_ACTIVITY_
Pull every line containing the word "single" out of the material below.

_RECORD EXTRACTS_
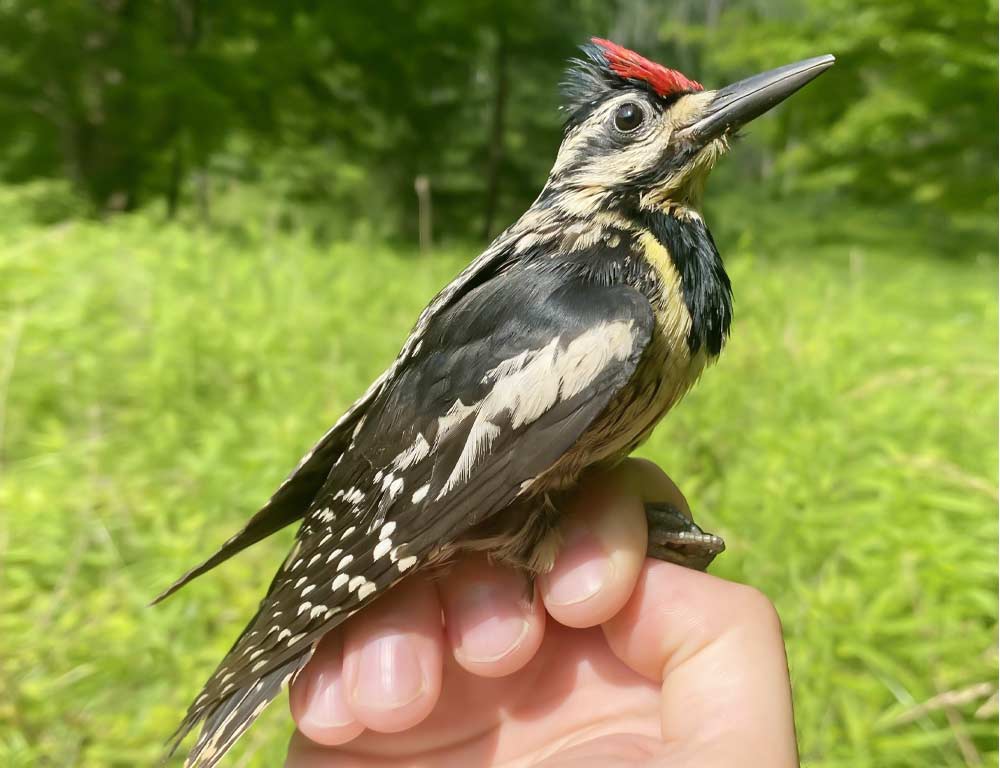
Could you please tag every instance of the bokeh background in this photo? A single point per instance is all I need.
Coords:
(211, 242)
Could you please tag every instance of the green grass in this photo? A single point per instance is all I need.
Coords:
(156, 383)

_REPLY_
Could you please tag every instance of the bokeh background in this photo? A single point per instance is all I need.
Could you please tag every instance of the green grass in this photo? A single point per instance is all I need.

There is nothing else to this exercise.